Extracted text ->
-=-=-=-=-

I know that feeling that nobody could wear that. I should be the one wearing that but then again at the same time that’s absurd and I don’t want to be that person who thinks like that. I feel that I have less trouble navigating that because I have access and choice, which is the luckiest thing in the world where she is in the position where she is attracted to something else and servicing this thing but is so much smaller than it and kind of resents it, but, at the same time, grand-izing it.

Assayas:  When I’m writing, what interests me with Kristen, as with any actor, is the real person so in the case of Kristen, in both movies, I’m throwing the burden of celebrity on someone else so she doesn’t have to carry it herself in the film.

Q: In the movie, we see different ways people deal with death. Does new technology (social media) change the way people remember the dead or deal with the process that they are no longer there?

Assayas: Well, yes it does in certainly a disturbing way. Movies have been about that in a certain way. It’s kind of interesting if you look at how, at the end of the 1950’s, all of a sudden you had the end of the studio system and you had indie films and you had this book by Kenneth Anger, “Hollywood Babylon,” which ultimately deals with the death of movie stars. He writes at that specific moment because that it’s that one moment you realize everything that was made in the silent era is about ghosts. I mean, those guys are gone. You see people who are alive. People who are actually dead. It’s not just technology. It’s the world of images that changes our relationship with the dead. The dead are still around in strange ways and especially in movies.

Q: Kristen, speaking a little bit about the visible and invisible, in your last film together, you played an assistant, which is sort of another invisible role in Hollywood. Are we supposed to see an emotional through line between these two films? Do you look at it that way when you play these characters?

Stewart: I guess from an outsiders’ perspective. I could look at these two movies and intellectually assess them and probably be like, “These are similarities and these came first.” But the process of making these movies, they had ******* nothing to do with one another, whatsoever. Maybe conceptualizing them is a different story.

Q: Olivier, do you see that as a filmmaker? Do you see emotional through lines?

Assayas: Those two films are completely different dynamics in a sense that one is really based on relationship between two women and the dynamics are really defined on how things function between Juliette (Binoche) and Kristen (in “Clouds of Sils Maria”), and some kind of energy that has to do with something of comedy. It’s both a movie that is a serious subject about aging and this and that. This is not a comedy but here and there, we’re allowed to laugh and smile but still it’s a movie about mourning about how we deal with death. It’s more about Kristen and Kristen. Kristen trying to struggle with something happening within herself. The logic of the film is radically different.

-=-=-=-=-

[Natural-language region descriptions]
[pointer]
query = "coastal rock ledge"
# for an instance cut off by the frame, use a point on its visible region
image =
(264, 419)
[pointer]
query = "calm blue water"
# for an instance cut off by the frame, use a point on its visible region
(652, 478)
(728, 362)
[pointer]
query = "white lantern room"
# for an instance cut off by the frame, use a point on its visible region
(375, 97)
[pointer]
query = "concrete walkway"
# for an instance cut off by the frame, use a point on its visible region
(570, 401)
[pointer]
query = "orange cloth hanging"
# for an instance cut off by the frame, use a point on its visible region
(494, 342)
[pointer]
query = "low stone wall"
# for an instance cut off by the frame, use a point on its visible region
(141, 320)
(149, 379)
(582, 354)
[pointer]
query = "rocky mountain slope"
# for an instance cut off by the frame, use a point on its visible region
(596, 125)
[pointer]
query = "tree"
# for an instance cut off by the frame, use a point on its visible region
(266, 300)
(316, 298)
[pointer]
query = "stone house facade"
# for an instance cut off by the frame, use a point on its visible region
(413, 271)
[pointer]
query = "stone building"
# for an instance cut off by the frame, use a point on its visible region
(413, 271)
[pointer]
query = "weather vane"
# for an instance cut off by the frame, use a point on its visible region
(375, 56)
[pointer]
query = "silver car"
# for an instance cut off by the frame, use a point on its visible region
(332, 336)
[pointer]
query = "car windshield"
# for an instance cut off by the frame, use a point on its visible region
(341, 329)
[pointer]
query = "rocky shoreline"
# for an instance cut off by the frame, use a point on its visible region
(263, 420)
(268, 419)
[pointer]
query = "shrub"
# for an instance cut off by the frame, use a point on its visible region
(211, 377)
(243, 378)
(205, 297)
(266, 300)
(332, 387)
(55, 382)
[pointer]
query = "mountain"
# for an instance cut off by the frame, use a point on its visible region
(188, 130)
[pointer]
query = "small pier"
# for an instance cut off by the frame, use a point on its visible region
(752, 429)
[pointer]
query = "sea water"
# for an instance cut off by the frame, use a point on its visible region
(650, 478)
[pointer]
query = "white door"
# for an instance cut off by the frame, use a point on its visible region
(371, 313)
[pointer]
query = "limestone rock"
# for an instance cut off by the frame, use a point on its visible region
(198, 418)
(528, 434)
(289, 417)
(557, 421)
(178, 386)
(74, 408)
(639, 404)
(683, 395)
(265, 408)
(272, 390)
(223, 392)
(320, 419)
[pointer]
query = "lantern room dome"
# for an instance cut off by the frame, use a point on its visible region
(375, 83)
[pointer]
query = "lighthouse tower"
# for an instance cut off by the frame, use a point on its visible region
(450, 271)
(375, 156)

-=-=-=-=-

Apply what you read ->
(a) Write out every sentence in the interview that ends with a question mark.
(b) Summarize the interview in two sentences.
(c) In the interview, reproduce the passage from "I know that" to "time, grand-izing it.".
The records are separate material and have no connection to the interview.

Outputs in order ->
(a)
Does new technology (social media) change the way people remember the dead or deal with the process that they are no longer there?
Are we supposed to see an emotional through line between these two films?
Do you look at it that way when you play these characters?
Olivier, do you see that as a filmmaker?
Do you see emotional through lines?

(b) Assayas says that technology, and more broadly the world of images, changes our relationship with the dead, and he points to Kenneth Anger's "Hollywood Babylon" and to films from the silent era. Stewart says the two films she made with him had nothing to do with one another in the making, and Assayas calls them radically different: one rests on the relationship between two women, and the other is about mourning and how we deal with death.

(c)
I know that feeling that nobody could wear that. I should be the one wearing that but then again at the same time that’s absurd and I don’t want to be that person who thinks like that. I feel that I have less trouble navigating that because I have access and choice, which is the luckiest thing in the world where she is in the position where she is attracted to something else and servicing this thing but is so much smaller than it and kind of resents it, but, at the same time, grand-izing it.